Would you write out all of the entries below, exactly as they stand?
*** Opening Exercise data ***
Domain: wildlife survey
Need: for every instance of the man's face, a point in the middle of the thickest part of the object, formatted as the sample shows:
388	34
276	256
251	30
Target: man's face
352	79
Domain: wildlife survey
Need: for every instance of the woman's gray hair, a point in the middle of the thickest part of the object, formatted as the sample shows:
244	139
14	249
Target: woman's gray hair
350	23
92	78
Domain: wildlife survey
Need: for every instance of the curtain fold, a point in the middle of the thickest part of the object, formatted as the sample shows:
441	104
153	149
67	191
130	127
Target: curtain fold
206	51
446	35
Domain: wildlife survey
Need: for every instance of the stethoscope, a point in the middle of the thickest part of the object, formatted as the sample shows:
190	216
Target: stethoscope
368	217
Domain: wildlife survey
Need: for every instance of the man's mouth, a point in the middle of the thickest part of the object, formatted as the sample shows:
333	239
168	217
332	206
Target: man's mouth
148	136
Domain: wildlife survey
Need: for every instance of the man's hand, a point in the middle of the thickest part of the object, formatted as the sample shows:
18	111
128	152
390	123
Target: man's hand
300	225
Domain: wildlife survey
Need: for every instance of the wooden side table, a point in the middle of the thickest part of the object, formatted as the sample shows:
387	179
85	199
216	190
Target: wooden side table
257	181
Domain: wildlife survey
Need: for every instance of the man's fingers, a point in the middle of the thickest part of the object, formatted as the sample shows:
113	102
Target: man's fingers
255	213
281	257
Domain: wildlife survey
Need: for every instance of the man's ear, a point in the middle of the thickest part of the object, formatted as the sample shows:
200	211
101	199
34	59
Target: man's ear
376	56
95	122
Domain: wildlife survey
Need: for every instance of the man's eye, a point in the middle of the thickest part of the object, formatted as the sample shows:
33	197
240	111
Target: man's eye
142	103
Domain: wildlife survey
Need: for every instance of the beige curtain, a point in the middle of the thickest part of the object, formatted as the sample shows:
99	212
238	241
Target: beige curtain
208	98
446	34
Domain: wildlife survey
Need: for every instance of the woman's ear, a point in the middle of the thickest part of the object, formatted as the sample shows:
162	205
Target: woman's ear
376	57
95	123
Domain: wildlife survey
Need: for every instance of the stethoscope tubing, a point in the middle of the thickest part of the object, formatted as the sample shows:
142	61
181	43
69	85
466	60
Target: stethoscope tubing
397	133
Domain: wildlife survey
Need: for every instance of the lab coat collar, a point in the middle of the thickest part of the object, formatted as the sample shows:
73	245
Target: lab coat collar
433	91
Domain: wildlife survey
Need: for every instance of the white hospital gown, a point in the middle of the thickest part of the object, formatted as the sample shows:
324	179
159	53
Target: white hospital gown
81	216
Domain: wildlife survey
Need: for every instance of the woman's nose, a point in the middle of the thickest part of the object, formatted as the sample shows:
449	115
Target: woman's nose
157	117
*** Closing Exercise data ***
__Reply to the task__.
Domain: wildlife survey
Need: for every instance of the man's face, a point in the middle of the thickest part of the object, formatted as the sample shows:
388	34
276	256
251	30
Target: man's face
352	79
Domain: wildlife survey
Need: for every instance of the woman's gray hair, a point in the middle of the thickest part of the object, formatted as the sample shows:
244	139
14	249
Target: woman's gray hair
350	23
92	78
Domain: wildlife survey
Need: for every instance of the curtain fold, a point in the middle of the thickest part of the object, formatted as the sample shows:
441	104
153	149
67	191
130	127
Target: curtain fold
206	51
446	35
Domain: wildlife survey
Need: for every instance of the stethoscope, a point in the middle of the thickest part of the object, formatted as the sample shows:
190	216
Target: stethoscope
368	217
Domain: wildlife survey
Need: for every instance of the man's mouth, a point in the middle of the thickest part of the object, formatted as the sample shows:
333	239
168	217
332	206
Target: man's mouth
148	136
Domain: wildlife survey
Need: for every instance of the man's hand, a point in the middle of the thickest part of the object, formatted as the sample shows:
18	111
128	152
390	123
Target: man's hand
300	225
Domain: wildlife survey
Need: for every instance of the wooden side table, a point in the middle of the thickest part of the object, formatted as the sample shows:
387	179
85	199
216	190
Target: wooden side table
257	181
Domain: wildlife survey
Need: for every instance of the man's fingers, a point in the middle of the thickest part of the object, formatted as the sample shows:
113	102
Target: man's fingers
255	213
281	257
Domain: wildlife survey
Need: for every instance of the man's ear, a point in the middle of the thickest part of the object, formatted as the sample shows:
200	211
101	199
34	59
Target: man's ear
376	56
95	122
Domain: wildlife survey
Need: for every instance of the man's eye, a point in the middle of the thickest part of the object, formatted as the sample shows:
33	197
240	111
Target: man's eye
142	103
Domain: wildlife survey
Need: for every instance of the beige curtain, a point in the middle of the thickest part of the object, formatted as the sample shows:
99	212
238	241
Target: beige curtain
208	98
446	34
Domain: wildlife survey
Need: for every instance of the woman's ear, a point in the middle of the thickest part of the object, formatted as the sample shows:
162	205
Target: woman's ear
376	57
95	123
Domain: wildlife survey
Need: for every instance of the stethoscope tubing, a point in the middle of the thickest part of the object, formatted as the sample shows:
142	61
181	43
69	85
466	60
Target: stethoscope tubing
397	133
Domain: wildlife survey
Need: for every instance of the lab coat collar, a point in the middle of the thickest part of the object, formatted as the sample shows:
73	245
Target: lab coat collar
433	91
Domain: wildlife survey
Need: for every instance of the white hospital gown, a point in the middle of the thickest part of the object, formatted as the sample shows:
324	179
159	53
Target: white hospital gown
81	216
Domain: wildlife survey
Need: for every instance of the woman's nose, a point in the middle of the thickest part of the object, formatted as the sample shows:
449	115
Target: woman's nose
157	117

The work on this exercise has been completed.